## AIM
Reproduce the data below line for line without altering any wording, and leave the pictures out of your copy.

## LISTING
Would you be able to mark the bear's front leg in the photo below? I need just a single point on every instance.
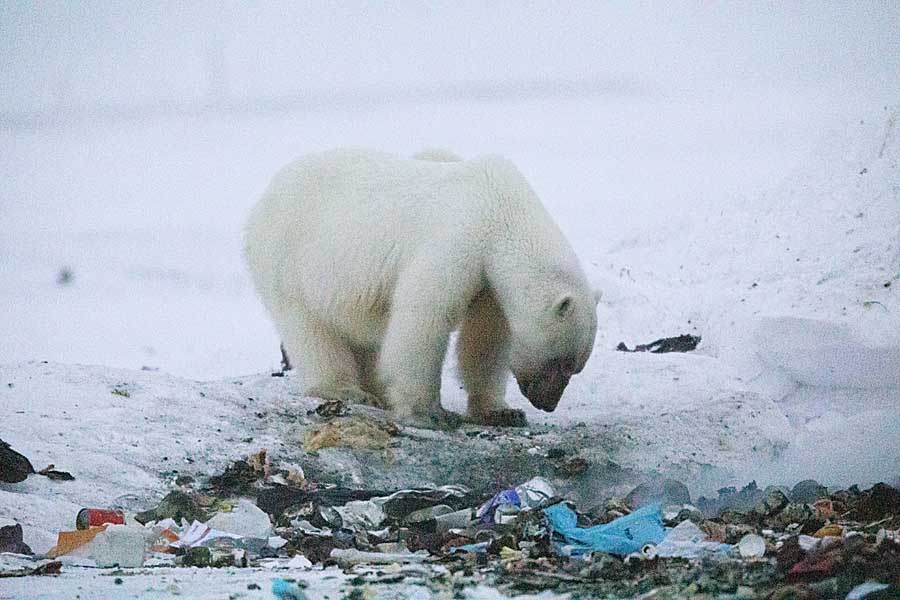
(483, 353)
(413, 350)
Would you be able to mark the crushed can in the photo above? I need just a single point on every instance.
(94, 517)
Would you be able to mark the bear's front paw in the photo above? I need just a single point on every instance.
(505, 417)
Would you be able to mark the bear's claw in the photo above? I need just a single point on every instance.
(505, 417)
(348, 394)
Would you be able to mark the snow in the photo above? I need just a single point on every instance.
(727, 172)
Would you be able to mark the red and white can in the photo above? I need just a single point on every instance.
(94, 517)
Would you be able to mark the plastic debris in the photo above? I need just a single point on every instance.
(686, 540)
(244, 520)
(505, 505)
(11, 538)
(287, 590)
(14, 467)
(299, 562)
(865, 589)
(360, 513)
(680, 343)
(350, 432)
(106, 546)
(351, 556)
(623, 536)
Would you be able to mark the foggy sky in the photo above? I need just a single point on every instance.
(96, 53)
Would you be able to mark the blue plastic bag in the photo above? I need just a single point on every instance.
(621, 537)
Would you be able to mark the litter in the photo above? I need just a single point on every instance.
(866, 589)
(94, 517)
(351, 556)
(622, 536)
(752, 546)
(505, 505)
(244, 520)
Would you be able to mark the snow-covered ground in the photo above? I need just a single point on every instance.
(727, 197)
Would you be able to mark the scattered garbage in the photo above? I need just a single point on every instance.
(287, 590)
(505, 505)
(94, 517)
(622, 537)
(687, 540)
(806, 541)
(51, 567)
(680, 343)
(14, 467)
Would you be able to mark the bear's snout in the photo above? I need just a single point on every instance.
(544, 389)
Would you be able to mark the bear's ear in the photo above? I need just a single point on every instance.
(563, 306)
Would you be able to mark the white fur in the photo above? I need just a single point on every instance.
(367, 262)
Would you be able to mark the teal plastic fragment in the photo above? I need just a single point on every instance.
(621, 537)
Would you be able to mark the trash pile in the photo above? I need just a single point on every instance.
(805, 542)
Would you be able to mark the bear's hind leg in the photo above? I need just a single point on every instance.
(483, 353)
(326, 360)
(412, 354)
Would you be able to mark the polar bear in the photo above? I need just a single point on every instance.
(367, 262)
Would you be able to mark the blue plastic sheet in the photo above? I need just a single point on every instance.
(622, 537)
(287, 590)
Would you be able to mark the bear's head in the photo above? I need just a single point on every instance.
(553, 344)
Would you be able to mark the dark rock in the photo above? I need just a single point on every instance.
(176, 505)
(772, 503)
(730, 498)
(808, 491)
(11, 540)
(680, 343)
(50, 473)
(879, 502)
(667, 491)
(792, 513)
(14, 467)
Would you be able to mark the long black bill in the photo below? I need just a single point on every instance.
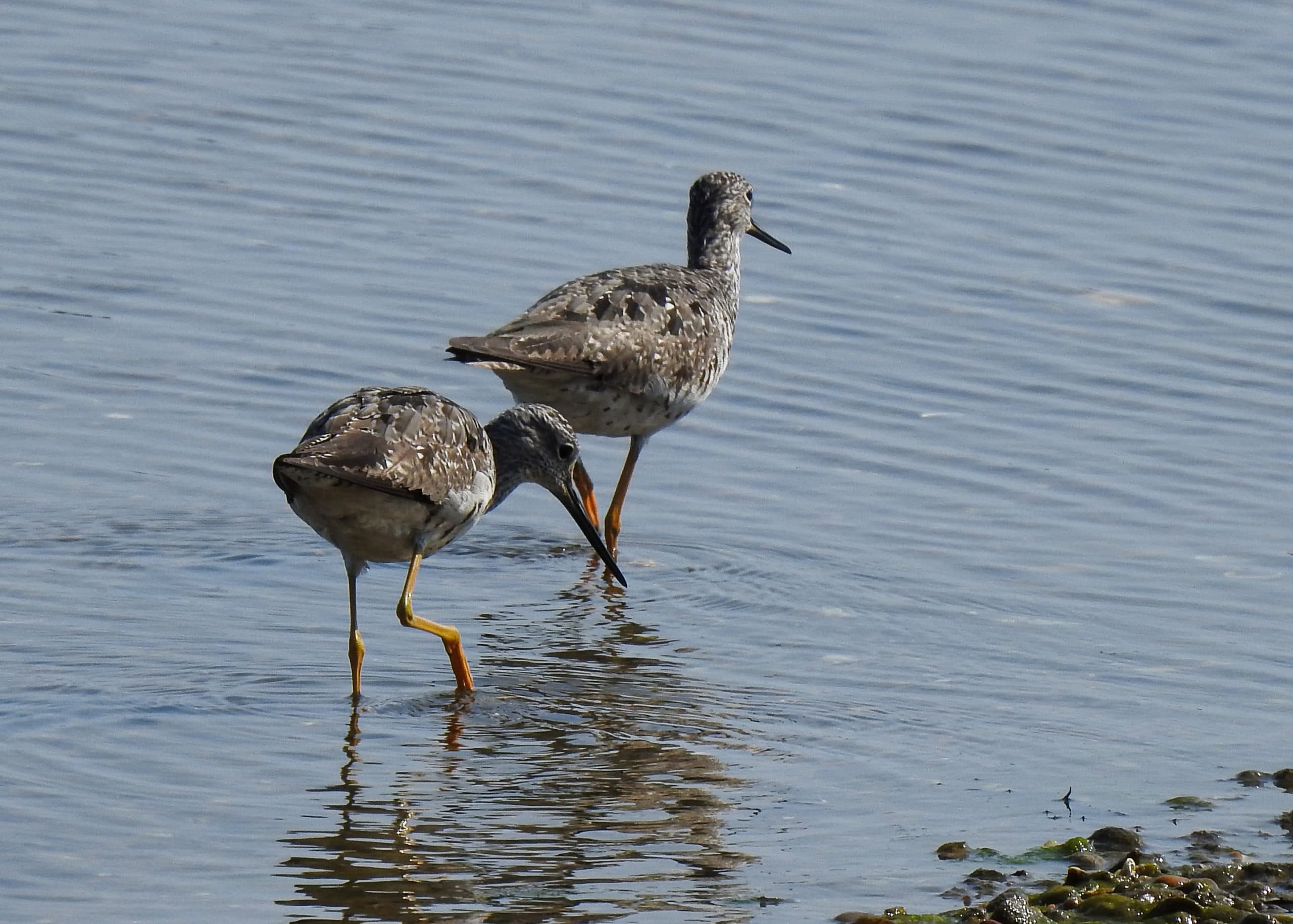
(758, 233)
(571, 501)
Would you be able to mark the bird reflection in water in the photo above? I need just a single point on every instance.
(581, 786)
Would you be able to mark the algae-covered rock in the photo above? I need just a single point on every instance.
(1111, 906)
(1173, 904)
(952, 851)
(1112, 839)
(1134, 888)
(1012, 907)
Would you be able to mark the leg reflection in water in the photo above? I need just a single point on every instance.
(583, 785)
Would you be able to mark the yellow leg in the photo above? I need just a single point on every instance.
(583, 484)
(356, 641)
(617, 503)
(448, 635)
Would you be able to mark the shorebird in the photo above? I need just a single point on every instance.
(626, 353)
(396, 474)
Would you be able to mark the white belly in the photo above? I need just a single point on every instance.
(372, 526)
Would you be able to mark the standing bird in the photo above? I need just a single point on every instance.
(626, 353)
(396, 474)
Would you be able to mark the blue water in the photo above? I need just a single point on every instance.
(992, 501)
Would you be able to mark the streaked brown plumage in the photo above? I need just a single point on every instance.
(626, 353)
(396, 474)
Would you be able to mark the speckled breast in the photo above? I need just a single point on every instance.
(595, 408)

## SOLUTION TO THE EXERCISE
Would you be able to mark the bear's front leg in the photo below? I need just a single point on every instance.
(483, 353)
(413, 350)
Would you be able to mark the crushed can in the photo above? I need just a single point on every instance.
(94, 517)
Would you be able to mark the bear's front paw in the photo above? I need just a single point on every instance.
(505, 417)
Would you be able to mark the bear's claw in the photo above? I need just a single point on every instance.
(505, 417)
(348, 394)
Would you be able to mark the snow in the photo above? I need just a single point on every instance.
(727, 172)
Would you be able to mark the red and white can in the photo above? I need just a single point on every instance.
(94, 517)
Would you be able to mark the plastic debris in the photo above? I need just a single point on every instance.
(686, 540)
(244, 520)
(505, 505)
(11, 538)
(287, 590)
(14, 467)
(299, 562)
(865, 589)
(360, 513)
(680, 343)
(350, 432)
(106, 546)
(351, 556)
(623, 536)
Would you be able to mark the foggy sky in the photo above? I need just a single point on every instance.
(96, 53)
Would you be able to mark the blue plastic bag in the photo above? I need just a single point on every instance.
(621, 537)
Would you be able to mark the litter in the photo above? I need just a single point on every instance.
(866, 589)
(94, 517)
(351, 556)
(622, 536)
(752, 546)
(505, 505)
(244, 520)
Would you be able to mark the snow-covered ground in the photo above? I need just a single point on every instance.
(727, 197)
Would you be able to mark the scattered garbage in the photo above? I need just a single point on every instance.
(287, 590)
(505, 505)
(94, 517)
(622, 537)
(687, 540)
(806, 541)
(51, 567)
(680, 343)
(14, 467)
Would you be able to mark the bear's snout in the photo above? I need just a single point on every instance.
(544, 389)
Would you be able to mark the bear's ear in the photo above? I need just a single point on every instance.
(563, 306)
Would you be able to mark the white fur in the photo above? I need just a single point on every instance.
(367, 262)
Would you be able to mark the teal plastic fragment in the photo above? I need just a single point on every instance.
(621, 537)
Would you be able to mark the trash pile in the photo above? I need just a single point on every instance.
(805, 542)
Would you be able to mark the bear's hind leg in the photo above? I need just a single point on every instance.
(483, 353)
(326, 360)
(412, 354)
Would you be able to mark the polar bear in the photo above? I need just a single point on every instance.
(367, 262)
Would you be able to mark the blue plastic sheet in the photo above? I need just a single point on every instance.
(622, 537)
(287, 590)
Would you be able to mark the bear's head in the photo above? I need just a single point on every instance.
(553, 344)
Would you be able to mark the dark rock in the photo above? I need just a single point on every instance.
(176, 505)
(772, 503)
(730, 498)
(808, 491)
(11, 540)
(680, 343)
(50, 473)
(879, 502)
(667, 491)
(792, 513)
(14, 467)
Would you be able to mark the long black bill in the photo below? I need just a single point on every instance.
(758, 233)
(571, 501)
Would you be able to mark the bird reflection in water in the photo above? I need just a single point on every instance.
(581, 786)
Would you be able to mark the algae-covered rock in the photo above? I need just a single point on every instance.
(1111, 906)
(1173, 904)
(952, 851)
(1112, 839)
(1134, 888)
(1012, 907)
Would you be able to mark the leg reflection in water in the photo above? I need just a single point on every instance.
(583, 785)
Would you be able to mark the yellow leg in the photo above? I need just a single point on every instance.
(583, 484)
(356, 641)
(617, 503)
(448, 635)
Would you be able to mark the shorebird in the photo above? I need just a single point on every instance.
(626, 353)
(396, 474)
Would you be able to mark the white belly in the photo above? I need just a single point on every instance.
(372, 526)
Would you be able to mark the standing bird in the photo above? I need just a single point on every instance.
(626, 353)
(396, 474)
Would you be able to mark the blue water in the photo above? I need just a single point on every instance.
(992, 501)
Would you be able to mark the streaked brown plumage in the photo above? I need just a single point on every instance.
(626, 353)
(396, 474)
Would you be able to mark the speckled breast in the photo above? I need just a single point on every instance.
(595, 408)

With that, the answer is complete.